(Stored records)
◆ ◆ ◆ ◆ ◆ ◆ ◆

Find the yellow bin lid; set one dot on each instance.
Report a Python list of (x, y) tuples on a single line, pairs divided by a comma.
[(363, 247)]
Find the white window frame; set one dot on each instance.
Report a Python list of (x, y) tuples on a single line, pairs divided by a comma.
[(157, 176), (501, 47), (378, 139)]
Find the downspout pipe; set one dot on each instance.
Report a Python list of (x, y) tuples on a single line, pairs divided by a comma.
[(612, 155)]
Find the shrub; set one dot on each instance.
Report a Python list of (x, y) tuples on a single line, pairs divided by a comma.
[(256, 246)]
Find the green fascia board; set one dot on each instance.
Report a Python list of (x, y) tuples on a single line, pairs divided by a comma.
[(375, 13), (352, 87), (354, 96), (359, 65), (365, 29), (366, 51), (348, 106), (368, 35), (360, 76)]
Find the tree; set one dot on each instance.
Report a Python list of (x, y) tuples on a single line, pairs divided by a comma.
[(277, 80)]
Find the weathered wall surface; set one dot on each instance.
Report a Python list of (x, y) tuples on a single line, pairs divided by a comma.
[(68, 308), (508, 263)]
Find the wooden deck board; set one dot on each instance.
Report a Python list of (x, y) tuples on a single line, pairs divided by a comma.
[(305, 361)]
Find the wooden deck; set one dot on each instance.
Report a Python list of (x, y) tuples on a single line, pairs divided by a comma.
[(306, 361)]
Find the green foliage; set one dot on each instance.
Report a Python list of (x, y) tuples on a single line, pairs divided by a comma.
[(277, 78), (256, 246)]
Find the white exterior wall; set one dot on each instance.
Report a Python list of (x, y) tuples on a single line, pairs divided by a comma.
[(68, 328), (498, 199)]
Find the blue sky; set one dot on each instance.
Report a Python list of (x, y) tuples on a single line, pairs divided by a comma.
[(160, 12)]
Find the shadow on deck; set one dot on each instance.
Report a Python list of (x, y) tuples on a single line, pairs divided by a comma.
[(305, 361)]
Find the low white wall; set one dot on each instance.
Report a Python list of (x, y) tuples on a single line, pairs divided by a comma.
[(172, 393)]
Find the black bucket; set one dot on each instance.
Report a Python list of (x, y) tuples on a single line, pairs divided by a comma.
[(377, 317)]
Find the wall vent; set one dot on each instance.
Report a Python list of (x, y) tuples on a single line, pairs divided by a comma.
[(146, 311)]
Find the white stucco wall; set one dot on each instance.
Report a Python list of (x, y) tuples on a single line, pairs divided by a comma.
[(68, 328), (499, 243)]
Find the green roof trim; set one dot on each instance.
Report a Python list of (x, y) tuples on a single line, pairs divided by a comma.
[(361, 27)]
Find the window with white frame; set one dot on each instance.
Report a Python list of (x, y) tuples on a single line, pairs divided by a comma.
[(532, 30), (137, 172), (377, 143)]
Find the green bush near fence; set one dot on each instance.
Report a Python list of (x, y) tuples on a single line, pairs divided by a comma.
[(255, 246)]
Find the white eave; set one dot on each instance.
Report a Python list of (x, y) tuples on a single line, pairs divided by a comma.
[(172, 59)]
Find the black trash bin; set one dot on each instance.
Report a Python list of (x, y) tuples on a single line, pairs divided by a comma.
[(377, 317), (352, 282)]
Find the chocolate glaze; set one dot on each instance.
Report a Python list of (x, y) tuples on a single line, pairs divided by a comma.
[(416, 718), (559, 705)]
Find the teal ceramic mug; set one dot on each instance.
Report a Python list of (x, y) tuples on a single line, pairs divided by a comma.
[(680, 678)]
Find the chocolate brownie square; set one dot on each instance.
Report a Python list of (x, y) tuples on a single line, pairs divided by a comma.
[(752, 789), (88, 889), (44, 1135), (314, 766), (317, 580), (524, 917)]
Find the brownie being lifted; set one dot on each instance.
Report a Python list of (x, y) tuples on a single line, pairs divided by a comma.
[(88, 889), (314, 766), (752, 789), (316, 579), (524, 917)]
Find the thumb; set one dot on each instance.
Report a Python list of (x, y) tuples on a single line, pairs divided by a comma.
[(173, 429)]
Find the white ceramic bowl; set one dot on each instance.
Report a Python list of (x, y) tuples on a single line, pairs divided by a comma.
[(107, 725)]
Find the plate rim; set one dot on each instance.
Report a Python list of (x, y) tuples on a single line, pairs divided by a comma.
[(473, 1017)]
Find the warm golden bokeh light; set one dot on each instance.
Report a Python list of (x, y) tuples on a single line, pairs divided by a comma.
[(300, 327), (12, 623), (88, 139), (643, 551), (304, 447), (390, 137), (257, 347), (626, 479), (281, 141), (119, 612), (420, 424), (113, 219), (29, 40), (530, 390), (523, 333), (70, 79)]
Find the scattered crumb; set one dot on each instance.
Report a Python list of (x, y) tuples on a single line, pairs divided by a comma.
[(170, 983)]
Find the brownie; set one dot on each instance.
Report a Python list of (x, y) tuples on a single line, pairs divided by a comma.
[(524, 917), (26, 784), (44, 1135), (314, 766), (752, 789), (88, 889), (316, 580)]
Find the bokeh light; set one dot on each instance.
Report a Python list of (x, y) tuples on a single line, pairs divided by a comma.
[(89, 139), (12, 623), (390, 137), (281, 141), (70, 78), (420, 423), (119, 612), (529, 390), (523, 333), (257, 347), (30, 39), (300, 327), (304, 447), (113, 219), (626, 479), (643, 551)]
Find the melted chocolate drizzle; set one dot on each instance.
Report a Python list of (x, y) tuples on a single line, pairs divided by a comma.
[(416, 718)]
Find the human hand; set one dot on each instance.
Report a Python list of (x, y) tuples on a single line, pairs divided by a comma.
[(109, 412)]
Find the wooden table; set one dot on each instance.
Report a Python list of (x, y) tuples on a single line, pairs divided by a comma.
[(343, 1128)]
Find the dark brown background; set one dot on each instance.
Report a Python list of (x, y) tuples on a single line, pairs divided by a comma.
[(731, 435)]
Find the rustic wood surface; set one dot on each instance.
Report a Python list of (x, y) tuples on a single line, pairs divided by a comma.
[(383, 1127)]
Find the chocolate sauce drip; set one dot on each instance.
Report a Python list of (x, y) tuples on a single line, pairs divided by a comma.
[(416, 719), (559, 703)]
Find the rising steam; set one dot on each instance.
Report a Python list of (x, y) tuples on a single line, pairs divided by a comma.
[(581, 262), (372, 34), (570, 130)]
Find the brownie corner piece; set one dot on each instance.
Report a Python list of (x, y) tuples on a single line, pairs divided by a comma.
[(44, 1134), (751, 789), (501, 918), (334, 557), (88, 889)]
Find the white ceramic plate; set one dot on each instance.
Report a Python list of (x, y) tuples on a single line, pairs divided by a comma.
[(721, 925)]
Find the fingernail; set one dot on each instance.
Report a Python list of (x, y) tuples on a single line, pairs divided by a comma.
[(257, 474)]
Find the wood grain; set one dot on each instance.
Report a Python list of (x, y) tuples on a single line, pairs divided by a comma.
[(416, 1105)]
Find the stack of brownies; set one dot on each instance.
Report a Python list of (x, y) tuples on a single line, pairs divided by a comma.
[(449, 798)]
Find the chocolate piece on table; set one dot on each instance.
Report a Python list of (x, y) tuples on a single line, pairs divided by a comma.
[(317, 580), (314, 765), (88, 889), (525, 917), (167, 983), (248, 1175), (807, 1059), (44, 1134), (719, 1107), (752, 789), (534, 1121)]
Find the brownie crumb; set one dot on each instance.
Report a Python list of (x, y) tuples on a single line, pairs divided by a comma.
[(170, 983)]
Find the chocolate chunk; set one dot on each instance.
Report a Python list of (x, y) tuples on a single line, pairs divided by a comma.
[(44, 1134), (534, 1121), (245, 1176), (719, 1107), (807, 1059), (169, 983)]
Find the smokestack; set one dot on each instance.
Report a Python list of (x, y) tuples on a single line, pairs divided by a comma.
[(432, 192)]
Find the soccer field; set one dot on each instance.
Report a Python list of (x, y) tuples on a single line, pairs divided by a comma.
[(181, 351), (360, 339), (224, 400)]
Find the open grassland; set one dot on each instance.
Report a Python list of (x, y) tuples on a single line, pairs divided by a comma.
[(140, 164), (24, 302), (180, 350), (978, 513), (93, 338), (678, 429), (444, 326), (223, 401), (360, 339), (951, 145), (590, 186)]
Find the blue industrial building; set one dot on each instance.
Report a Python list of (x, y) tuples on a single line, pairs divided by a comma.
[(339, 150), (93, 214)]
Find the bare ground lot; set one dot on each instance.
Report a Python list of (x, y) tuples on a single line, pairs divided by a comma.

◆ ◆ ◆ ◆ ◆ ◆ ◆

= Exercise directions =
Copy the lines word for word, starting with the line that has "Find the shadow" and ending after the line that has "[(255, 246)]".

= Correct output =
Find the shadow on deck; set one dot on each instance.
Report a Python list of (x, y) tuples on a single line, pairs divided by a comma.
[(305, 361)]
Find the low white wall; set one dot on each instance.
Report a Python list of (x, y) tuples on a single line, pairs divided by a comma.
[(172, 393)]
Find the black bucket; set one dot on each instance.
Report a Python list of (x, y) tuples on a single line, pairs divided by a comma.
[(377, 317)]
Find the wall vent; set one dot on each instance.
Report a Python list of (x, y) tuples on a single line, pairs divided by a comma.
[(146, 311)]
Find the white stucco wall; set one dot on each instance.
Report a Python list of (x, y) tuples on a single line, pairs divided by a comma.
[(68, 328), (499, 243)]
Find the green roof trim; set one dot on each instance.
Report a Python list of (x, y) tuples on a single line, pairs divided by a comma.
[(361, 27)]
Find the window with white frame; set one dot on each instance.
Report a Python list of (x, y) tuples on a single line, pairs divided by a comma.
[(532, 30), (137, 172), (377, 143)]
Find the green bush near fence; set one dot on each instance.
Report a Python list of (x, y) tuples on a single line, pairs divided by a comma.
[(255, 246)]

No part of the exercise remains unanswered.